--- Problem set ---
- A) Which cities does the Russian architecture excerpt list as included in the Golden Ring?
- B) Transcribe the Russian architecture excerpt between "These medieval towns" and "the Russian archbishops.", inclusive.

--- Document excerpt ---
════════════════════

The Moscow baroque, Russian-revival architecture and impressionist art make Russia a creative capital for artists and architects for experiencing and experimenting with old and new forms in this timeless country. Thus giving us 10 reasons why Architects must visit the beautiful country of Russia:
1. Golden Ring of Russia
The Golden Ring of Russia is a popular tourist route or rather, an architectural route of a circle of cities lying to the North and East of Moscow, about one hour away from each other. The cities belong to five Oblasts, the cities included in the Golden Ring are Sergiev Posad, Pereslavl-Zalessky, Rostov Veliky, Yaroslavl, Kostroma, Ivanovo, Suzdal, Vladimir, and several small towns.
These medieval towns and cities forming the Golden Ring represent elaborate Russian architecture from the 12th to the 18th century. These picturesque medieval cities have been preserved as they were, remaining untouched – showcasing the authentic Russian atmosphere of medieval times.
Vladimir, the 12th-century Russian capital boasts two UNESCO World Heritage Sites. Suzdal is known for its old churches and wooden houses. The Novgorod Kremlin (traditionally known as the Detinets) is a masterpiece of medieval architecture in Novgorod. It also contains the oldest palace in Russia (1433) – the Chamber of the Facets. This served as the main meeting hall of the Russian archbishops.
It’s also the oldest Russian bell tower (mid-15th century), and the oldest Russian clock tower. This tour will take the art and architecture aficionado through finding the spiritual history of the Orthodox Church and ancient arts and crafts.
2. Byzantine Architecture
Byzantine architecture is a style of Constantinople (now Istanbul) after 330AD. It included Roman-temple features and a symmetrical central plan with the Basilica, a square central mass with a circular dome and four equal arms extending to the central mass making it a cross-plan church. The circular dome on the square base is made to rest using either of the two techniques – the squinch or the pendentive.
Other features of Byzantine architecture include marble inlay work and marble columns, mosaics on the vaults, gold coffered ceilings, and inlay-stone pavements.
The Byzantine Architecture of Russia is a result of a movement associated with both ancient Russian and Byzantine cultural connections. Russian style, therefore sponged the elements of both styles. An example of such architecture in Russia is the Cathedral of Christ the Saviour in Moscow.
3. Baroque and European style architecture
The most defining feature of the Baroque style was the elaborate ornamentation. As the Baroque style spread across Europe from, it reached Russia at the end of the 17th century. The Baroque style in Russia emerged in the form of innovation in constructions, abundant decorations, and the use of colors.
The Church of the Intersection at Fili with a traditional Greek cross layout and arches used as decorative elements was built in 1694. The Menshikov Tower is a church that also has the traditional cross layout with the entrances at the four ends of the cross. The use of color and abundantly used white stone enhance the embellishments on its façade.
The Menshikov Palace (Saint Petersburg, 1710) was built as the Governor’s residence – the facades seem rhythmic because of the use of windows and ornamented columns.
4. Communism and Soviet Monumental Style Architecture
This style of architecture prevailed during the Soviet period (1917-1991). In this style of architecture, the government built massive structures that were symbolic of the power of the state and the eternal promise of Communism.

════════════════════

(Labeled area outline entries)

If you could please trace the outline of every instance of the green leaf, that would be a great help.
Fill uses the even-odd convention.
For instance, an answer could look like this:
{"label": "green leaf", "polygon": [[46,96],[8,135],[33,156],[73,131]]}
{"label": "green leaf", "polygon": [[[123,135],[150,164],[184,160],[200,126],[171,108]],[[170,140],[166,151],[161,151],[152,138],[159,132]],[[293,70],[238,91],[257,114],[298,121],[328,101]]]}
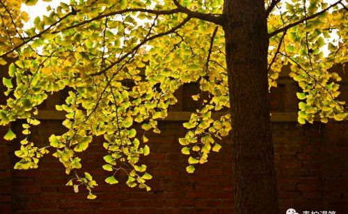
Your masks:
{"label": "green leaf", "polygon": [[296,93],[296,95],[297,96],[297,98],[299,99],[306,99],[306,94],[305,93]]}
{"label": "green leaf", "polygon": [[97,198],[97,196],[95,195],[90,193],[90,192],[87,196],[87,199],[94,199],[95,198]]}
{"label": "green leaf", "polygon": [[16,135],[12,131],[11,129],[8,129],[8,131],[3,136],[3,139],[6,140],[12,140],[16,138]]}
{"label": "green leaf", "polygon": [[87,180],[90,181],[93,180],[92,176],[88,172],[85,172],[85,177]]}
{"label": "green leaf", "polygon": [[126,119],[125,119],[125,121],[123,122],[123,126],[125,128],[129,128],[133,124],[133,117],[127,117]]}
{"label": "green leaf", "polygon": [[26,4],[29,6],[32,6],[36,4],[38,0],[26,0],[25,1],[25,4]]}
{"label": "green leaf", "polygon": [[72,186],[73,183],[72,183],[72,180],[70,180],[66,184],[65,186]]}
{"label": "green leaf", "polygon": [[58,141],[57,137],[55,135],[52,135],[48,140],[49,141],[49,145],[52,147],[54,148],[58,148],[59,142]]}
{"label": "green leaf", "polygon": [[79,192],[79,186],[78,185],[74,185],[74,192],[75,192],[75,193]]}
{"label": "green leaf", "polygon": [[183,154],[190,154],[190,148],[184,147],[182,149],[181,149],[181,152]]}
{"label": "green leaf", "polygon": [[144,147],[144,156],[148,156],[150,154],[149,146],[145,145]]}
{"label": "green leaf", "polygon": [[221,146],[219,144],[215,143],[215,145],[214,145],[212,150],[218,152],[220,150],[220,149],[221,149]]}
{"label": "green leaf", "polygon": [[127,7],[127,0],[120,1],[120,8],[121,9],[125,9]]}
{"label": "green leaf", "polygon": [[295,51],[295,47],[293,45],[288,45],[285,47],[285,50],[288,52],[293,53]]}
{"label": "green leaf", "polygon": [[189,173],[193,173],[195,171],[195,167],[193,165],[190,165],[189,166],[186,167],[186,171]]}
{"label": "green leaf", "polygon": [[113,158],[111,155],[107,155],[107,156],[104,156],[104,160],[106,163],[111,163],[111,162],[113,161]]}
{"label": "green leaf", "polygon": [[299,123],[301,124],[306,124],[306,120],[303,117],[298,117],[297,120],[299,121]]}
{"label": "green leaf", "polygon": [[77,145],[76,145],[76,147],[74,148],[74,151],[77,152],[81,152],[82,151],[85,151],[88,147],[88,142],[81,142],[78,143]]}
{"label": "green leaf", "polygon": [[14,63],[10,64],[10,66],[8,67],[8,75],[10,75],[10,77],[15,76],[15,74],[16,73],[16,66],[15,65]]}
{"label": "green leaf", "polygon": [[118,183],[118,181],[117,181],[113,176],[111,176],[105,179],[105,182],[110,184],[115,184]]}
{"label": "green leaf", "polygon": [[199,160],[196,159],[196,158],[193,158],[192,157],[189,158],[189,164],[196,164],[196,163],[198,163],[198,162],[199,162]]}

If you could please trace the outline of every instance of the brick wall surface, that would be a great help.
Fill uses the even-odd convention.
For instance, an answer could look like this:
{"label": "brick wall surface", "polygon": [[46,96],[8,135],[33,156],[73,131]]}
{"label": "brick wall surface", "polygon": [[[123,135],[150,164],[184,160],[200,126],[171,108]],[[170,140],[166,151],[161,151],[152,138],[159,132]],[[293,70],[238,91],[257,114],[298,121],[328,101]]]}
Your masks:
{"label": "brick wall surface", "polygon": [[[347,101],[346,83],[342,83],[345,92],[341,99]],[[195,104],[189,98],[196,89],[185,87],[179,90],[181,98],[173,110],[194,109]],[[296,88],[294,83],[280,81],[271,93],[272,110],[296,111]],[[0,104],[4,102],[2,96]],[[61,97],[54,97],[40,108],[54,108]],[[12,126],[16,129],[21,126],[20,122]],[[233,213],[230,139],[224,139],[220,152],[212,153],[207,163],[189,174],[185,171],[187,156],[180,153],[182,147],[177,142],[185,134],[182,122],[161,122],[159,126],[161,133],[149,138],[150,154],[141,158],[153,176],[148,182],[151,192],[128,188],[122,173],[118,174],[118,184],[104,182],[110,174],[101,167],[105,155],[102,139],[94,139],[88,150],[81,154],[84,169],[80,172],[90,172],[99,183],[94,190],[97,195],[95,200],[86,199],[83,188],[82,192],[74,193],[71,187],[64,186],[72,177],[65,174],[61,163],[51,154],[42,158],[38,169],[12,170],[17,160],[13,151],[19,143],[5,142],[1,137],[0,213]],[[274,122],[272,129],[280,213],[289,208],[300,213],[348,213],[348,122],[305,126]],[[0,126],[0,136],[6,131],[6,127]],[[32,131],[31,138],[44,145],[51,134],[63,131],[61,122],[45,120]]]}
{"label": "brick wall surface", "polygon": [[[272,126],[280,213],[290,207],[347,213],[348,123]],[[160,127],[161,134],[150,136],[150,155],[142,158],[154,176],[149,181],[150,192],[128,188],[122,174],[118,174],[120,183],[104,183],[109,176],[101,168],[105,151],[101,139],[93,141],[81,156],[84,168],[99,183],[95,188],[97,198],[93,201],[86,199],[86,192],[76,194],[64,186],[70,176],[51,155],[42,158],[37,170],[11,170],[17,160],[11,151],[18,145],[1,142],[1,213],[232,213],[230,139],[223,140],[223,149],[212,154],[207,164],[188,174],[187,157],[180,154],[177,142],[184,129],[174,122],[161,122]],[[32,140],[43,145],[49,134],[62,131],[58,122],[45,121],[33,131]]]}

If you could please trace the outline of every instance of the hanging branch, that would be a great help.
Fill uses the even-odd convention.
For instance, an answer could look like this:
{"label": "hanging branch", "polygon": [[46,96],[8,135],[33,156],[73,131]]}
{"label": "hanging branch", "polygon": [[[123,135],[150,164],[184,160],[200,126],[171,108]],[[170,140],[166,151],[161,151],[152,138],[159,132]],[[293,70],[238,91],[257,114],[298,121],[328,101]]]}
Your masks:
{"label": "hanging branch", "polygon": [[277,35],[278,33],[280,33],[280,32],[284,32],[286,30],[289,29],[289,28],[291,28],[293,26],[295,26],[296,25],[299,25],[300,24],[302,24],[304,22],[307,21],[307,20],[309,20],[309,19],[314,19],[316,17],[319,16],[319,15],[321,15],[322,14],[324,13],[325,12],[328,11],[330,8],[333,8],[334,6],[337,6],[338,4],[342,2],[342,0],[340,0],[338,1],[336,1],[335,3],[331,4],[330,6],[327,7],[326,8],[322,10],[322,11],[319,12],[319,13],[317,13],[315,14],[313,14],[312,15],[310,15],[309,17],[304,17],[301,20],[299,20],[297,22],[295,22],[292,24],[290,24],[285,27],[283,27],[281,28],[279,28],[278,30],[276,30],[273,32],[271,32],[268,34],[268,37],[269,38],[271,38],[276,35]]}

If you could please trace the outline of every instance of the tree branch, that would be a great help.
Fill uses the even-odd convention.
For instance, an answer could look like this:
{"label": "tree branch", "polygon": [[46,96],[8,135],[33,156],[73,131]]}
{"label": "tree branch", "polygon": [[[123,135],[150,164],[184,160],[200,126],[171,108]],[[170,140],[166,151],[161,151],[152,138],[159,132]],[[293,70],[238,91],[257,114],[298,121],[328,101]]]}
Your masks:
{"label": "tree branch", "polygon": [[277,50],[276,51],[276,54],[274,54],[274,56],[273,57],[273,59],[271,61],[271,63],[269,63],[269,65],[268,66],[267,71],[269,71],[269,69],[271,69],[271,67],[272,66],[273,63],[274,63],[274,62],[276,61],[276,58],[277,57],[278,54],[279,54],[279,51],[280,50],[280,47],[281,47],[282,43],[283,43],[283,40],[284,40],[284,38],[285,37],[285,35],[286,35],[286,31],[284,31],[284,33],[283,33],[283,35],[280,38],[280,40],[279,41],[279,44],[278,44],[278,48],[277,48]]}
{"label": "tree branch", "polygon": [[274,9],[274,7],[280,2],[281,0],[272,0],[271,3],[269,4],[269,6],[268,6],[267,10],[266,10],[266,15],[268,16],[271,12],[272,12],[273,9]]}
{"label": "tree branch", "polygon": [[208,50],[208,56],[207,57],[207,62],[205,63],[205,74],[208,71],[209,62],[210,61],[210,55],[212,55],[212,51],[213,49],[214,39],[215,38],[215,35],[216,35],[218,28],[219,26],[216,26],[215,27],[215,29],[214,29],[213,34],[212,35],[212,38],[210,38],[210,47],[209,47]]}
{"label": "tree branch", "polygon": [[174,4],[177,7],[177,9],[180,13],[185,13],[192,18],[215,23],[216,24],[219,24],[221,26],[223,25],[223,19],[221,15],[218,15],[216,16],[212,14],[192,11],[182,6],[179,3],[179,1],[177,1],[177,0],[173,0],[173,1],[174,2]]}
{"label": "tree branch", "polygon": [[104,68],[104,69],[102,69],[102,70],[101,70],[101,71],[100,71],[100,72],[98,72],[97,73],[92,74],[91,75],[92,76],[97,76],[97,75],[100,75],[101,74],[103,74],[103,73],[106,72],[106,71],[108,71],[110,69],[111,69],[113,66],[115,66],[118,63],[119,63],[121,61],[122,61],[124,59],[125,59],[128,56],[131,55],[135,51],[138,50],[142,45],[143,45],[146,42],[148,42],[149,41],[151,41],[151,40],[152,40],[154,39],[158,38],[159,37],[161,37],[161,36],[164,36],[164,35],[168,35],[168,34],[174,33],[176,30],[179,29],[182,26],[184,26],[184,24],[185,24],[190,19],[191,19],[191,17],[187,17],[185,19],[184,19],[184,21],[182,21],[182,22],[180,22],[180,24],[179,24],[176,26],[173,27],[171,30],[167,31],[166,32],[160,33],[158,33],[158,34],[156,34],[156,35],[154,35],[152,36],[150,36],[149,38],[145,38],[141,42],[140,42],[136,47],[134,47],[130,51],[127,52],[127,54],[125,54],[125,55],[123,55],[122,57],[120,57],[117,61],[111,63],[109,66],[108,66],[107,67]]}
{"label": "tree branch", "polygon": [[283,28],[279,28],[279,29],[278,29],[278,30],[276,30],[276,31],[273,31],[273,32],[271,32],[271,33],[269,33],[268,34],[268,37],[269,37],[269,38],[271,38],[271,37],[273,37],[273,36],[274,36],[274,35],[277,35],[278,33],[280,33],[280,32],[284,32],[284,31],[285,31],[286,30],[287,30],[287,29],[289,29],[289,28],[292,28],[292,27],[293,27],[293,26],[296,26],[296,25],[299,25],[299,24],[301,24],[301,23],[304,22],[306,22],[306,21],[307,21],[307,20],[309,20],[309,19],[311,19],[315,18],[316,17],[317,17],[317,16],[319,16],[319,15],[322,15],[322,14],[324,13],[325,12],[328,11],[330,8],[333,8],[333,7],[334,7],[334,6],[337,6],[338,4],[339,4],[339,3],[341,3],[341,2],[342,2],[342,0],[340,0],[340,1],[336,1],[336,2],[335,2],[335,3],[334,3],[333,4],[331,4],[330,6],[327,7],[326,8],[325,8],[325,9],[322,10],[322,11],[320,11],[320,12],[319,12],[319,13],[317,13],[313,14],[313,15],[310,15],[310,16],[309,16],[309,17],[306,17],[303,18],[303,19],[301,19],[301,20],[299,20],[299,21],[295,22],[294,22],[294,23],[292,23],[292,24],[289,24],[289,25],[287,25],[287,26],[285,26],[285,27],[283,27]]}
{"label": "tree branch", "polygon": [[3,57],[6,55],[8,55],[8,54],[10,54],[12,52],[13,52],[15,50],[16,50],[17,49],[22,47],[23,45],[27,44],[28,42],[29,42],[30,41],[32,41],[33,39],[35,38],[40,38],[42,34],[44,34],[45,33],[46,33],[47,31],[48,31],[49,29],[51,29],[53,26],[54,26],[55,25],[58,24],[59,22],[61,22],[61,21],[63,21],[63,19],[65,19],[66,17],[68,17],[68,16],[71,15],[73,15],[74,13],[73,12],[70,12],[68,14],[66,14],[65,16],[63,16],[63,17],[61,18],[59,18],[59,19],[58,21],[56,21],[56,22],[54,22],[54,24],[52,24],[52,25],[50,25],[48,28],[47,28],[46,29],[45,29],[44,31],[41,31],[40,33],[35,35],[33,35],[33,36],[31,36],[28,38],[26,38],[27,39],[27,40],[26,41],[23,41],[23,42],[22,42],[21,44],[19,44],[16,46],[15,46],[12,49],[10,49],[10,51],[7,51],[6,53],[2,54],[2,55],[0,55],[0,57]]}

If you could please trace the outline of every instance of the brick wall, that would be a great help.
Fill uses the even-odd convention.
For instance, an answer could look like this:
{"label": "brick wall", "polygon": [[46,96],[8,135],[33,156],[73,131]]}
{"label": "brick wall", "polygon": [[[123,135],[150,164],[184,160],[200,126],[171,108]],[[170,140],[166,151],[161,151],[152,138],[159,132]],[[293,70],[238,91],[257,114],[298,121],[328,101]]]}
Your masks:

════════════════════

--- Answers to each task ---
- A) Sergiev Posad, Pereslavl-Zalessky, Rostov Veliky, Yaroslavl, Kostroma, Ivanovo, Suzdal, Vladimir

- B)
These medieval towns and cities forming the Golden Ring represent elaborate Russian architecture from the 12th to the 18th century. These picturesque medieval cities have been preserved as they were, remaining untouched – showcasing the authentic Russian atmosphere of medieval times.
Vladimir, the 12th-century Russian capital boasts two UNESCO World Heritage Sites. Suzdal is known for its old churches and wooden houses. The Novgorod Kremlin (traditionally known as the Detinets) is a masterpiece of medieval architecture in Novgorod. It also contains the oldest palace in Russia (1433) – the Chamber of the Facets. This served as the main meeting hall of the Russian archbishops.